• What is required:
Only lines with the string "plank" are wanted. Pull them out of the data.

• Exercise input:
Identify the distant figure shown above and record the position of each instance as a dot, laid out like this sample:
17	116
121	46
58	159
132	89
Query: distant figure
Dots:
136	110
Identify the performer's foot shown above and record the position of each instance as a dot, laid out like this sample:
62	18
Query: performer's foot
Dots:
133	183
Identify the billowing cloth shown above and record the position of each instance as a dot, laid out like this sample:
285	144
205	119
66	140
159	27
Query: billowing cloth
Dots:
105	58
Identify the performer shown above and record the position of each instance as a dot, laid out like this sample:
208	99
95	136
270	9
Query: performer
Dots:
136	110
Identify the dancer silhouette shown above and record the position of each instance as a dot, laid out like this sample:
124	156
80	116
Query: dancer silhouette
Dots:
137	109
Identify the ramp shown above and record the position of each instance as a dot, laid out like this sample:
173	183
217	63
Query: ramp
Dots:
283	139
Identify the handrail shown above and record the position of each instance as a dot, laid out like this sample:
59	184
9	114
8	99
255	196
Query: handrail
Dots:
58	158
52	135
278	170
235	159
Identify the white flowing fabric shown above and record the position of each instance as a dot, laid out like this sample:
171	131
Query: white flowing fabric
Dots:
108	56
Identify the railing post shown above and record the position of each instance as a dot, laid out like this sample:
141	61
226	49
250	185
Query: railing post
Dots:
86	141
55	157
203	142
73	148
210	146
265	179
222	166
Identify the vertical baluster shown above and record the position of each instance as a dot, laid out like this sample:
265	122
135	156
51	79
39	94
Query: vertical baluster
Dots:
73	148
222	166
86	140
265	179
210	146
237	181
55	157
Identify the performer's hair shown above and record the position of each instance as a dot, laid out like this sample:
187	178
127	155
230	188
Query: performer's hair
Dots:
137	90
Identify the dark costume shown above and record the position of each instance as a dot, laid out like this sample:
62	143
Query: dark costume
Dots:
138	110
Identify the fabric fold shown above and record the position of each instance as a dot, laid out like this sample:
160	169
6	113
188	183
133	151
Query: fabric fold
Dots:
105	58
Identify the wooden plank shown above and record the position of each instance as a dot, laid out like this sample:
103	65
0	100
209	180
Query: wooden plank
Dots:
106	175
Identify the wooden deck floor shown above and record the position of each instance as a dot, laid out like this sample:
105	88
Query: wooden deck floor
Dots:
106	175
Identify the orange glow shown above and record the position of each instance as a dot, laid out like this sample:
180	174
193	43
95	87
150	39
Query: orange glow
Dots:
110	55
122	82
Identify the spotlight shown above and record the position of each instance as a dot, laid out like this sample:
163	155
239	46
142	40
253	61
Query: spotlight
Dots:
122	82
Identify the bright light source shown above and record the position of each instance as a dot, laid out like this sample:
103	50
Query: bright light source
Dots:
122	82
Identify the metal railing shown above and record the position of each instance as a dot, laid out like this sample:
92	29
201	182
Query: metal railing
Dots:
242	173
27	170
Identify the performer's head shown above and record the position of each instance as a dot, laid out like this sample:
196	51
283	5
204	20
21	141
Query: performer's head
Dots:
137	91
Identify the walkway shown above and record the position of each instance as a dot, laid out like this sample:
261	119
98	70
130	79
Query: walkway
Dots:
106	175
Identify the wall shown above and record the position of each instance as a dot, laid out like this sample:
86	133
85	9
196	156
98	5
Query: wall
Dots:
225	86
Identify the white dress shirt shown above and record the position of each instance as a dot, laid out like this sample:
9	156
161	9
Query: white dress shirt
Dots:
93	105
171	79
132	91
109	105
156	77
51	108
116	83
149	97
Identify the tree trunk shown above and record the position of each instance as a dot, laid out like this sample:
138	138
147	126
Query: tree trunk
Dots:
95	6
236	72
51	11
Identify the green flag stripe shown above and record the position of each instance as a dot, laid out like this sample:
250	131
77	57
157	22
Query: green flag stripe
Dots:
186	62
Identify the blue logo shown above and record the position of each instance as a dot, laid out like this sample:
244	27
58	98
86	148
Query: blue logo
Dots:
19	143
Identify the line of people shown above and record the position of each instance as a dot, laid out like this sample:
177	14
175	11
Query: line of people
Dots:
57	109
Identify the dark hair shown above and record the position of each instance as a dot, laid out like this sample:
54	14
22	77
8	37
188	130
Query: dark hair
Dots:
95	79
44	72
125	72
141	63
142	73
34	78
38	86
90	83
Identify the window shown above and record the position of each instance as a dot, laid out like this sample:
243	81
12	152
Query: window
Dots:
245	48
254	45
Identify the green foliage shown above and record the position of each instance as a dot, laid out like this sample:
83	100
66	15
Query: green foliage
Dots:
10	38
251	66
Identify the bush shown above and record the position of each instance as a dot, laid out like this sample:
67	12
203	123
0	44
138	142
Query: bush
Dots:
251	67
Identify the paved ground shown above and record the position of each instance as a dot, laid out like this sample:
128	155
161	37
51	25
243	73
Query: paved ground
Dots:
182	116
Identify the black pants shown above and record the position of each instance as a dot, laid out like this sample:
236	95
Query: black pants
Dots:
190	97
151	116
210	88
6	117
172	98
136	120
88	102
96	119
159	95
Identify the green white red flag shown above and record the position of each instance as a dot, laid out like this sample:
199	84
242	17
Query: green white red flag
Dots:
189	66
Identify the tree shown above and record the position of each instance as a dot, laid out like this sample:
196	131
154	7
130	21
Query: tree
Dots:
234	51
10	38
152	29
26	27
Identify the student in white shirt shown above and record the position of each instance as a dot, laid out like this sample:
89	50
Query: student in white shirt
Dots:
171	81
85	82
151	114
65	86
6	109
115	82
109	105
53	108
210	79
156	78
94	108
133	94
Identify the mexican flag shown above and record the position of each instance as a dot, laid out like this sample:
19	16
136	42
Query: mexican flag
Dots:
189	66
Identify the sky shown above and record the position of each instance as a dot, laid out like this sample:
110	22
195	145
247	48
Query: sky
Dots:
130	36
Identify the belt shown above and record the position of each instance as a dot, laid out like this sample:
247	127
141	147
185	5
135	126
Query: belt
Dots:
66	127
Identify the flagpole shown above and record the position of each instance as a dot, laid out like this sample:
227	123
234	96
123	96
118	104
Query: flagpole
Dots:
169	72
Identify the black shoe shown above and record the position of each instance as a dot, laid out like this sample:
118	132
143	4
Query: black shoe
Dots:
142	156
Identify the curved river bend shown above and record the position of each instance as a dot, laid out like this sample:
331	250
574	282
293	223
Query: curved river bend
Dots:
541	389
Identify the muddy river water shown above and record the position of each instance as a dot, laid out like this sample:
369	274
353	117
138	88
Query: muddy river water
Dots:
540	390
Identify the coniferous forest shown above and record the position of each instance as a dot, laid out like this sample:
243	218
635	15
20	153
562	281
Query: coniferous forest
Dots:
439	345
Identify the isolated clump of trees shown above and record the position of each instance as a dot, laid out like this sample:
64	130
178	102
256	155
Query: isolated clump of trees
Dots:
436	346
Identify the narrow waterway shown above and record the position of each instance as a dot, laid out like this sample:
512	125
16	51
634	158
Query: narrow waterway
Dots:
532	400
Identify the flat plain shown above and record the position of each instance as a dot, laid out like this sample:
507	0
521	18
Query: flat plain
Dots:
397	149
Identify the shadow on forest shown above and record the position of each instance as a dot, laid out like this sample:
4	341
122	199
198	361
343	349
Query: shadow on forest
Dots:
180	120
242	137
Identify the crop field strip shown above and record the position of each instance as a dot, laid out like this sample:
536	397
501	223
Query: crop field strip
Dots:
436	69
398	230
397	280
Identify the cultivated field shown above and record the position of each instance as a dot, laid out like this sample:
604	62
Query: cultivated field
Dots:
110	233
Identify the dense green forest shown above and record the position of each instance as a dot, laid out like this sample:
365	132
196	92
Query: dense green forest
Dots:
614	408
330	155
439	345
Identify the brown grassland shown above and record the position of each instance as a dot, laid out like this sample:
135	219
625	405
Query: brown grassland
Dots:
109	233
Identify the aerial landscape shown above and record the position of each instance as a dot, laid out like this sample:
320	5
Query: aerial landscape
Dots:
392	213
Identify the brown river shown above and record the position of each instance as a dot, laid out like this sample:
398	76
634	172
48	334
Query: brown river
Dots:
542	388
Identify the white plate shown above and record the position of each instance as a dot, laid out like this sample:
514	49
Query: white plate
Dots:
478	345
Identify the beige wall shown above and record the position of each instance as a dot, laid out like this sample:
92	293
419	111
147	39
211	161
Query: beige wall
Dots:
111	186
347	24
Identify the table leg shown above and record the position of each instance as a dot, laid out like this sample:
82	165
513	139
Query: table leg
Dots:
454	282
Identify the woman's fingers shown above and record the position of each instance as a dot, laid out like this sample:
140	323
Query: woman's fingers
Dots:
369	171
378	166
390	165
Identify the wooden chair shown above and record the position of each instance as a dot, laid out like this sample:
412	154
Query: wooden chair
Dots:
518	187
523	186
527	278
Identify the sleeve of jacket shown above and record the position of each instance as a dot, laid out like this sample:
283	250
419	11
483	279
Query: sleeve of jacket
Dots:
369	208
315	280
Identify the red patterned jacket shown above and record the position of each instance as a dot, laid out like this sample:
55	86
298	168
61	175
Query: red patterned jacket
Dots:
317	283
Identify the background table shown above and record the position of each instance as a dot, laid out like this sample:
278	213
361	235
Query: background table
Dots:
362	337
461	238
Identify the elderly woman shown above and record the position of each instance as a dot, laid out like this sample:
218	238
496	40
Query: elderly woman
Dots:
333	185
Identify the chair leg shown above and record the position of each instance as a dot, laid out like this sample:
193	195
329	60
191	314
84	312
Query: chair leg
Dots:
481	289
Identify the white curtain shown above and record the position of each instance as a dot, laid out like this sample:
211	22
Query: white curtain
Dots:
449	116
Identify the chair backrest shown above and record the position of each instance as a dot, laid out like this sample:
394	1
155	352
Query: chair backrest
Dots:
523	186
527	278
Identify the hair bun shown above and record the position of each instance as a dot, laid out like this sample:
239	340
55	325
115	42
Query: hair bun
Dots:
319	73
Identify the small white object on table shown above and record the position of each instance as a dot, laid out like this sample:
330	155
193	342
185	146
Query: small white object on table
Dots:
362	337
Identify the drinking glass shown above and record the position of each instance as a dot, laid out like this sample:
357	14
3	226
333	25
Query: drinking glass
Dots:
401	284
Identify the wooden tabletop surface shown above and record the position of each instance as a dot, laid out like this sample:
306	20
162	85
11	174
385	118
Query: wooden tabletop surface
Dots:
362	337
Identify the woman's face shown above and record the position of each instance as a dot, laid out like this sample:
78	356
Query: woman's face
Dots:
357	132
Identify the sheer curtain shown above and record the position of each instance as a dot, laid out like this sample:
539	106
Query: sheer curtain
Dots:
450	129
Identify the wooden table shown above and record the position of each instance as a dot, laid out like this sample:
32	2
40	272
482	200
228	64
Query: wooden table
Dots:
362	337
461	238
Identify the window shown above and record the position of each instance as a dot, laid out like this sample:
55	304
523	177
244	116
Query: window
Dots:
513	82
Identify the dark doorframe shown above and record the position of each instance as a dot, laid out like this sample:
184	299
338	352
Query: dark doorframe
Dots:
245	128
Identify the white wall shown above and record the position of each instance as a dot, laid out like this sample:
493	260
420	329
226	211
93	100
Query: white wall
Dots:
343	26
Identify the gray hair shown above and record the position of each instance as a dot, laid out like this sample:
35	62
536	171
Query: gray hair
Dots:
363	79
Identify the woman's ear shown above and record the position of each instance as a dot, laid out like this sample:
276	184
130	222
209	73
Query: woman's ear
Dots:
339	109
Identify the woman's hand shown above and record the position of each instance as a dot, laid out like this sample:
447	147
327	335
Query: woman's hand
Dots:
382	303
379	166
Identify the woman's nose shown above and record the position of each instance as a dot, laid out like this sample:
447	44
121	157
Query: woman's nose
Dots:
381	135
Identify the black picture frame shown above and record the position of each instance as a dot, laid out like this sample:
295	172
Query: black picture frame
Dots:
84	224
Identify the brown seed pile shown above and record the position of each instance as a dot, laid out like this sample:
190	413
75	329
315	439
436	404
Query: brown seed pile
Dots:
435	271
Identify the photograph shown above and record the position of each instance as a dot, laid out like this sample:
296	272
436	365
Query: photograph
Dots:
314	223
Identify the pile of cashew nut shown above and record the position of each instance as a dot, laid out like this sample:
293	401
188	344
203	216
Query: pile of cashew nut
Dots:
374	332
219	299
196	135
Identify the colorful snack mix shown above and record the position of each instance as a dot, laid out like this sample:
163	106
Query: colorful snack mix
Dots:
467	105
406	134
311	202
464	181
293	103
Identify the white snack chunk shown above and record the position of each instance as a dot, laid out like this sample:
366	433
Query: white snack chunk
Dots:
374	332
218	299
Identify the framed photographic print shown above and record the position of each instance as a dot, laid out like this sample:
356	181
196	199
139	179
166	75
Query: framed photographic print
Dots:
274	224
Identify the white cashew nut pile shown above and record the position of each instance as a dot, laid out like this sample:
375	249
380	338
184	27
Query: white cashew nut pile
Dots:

• Result:
Identify the wooden plank shown above and record the position of each instance as a dot, laid out like this sample:
Query: wooden plank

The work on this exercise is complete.